Start of Data excerpts

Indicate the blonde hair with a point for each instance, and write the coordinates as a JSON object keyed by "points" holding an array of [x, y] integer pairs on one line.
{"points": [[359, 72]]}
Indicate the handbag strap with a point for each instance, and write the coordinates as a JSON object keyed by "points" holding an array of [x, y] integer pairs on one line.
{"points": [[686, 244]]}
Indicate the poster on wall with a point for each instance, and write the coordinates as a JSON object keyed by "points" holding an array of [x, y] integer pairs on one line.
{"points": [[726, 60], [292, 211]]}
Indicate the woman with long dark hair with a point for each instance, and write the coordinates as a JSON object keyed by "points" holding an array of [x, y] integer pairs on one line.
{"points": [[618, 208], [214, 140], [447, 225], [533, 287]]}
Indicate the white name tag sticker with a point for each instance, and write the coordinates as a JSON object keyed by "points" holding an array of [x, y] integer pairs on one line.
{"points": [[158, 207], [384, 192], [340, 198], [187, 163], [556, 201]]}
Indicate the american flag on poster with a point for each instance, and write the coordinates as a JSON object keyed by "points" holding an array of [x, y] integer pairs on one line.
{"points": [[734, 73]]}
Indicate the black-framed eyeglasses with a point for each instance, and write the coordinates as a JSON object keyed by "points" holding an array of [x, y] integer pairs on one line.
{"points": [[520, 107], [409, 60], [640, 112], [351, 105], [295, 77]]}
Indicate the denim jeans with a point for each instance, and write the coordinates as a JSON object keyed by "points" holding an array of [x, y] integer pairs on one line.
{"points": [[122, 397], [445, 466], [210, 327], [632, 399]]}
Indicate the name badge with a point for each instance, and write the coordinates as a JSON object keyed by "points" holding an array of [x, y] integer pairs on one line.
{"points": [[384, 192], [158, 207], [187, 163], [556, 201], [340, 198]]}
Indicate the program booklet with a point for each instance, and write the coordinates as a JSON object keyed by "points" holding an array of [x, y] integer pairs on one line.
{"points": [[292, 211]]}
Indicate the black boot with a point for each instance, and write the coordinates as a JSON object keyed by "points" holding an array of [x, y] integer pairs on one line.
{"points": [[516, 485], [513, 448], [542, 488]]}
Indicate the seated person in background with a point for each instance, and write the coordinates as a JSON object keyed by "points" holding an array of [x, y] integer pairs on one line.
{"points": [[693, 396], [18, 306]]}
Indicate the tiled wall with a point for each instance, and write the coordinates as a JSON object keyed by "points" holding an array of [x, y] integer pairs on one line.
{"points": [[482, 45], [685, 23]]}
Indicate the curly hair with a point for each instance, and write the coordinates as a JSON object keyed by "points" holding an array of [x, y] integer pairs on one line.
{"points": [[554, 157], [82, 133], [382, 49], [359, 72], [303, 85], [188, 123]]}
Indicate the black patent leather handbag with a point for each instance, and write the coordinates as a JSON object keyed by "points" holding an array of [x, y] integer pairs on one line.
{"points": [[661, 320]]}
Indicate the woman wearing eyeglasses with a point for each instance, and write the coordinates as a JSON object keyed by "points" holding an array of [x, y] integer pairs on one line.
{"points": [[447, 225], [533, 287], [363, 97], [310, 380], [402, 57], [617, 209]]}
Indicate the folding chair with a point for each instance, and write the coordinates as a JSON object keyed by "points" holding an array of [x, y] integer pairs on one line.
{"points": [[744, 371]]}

End of Data excerpts

From the line that contains "Indicate the folding" through the end of the records above, print every line exactly and nothing else.

Indicate the folding chair with a point for each instance, and write the coordinates as a JSON object keyed by "points" holding an array of [x, y] integer pairs on one line.
{"points": [[744, 371]]}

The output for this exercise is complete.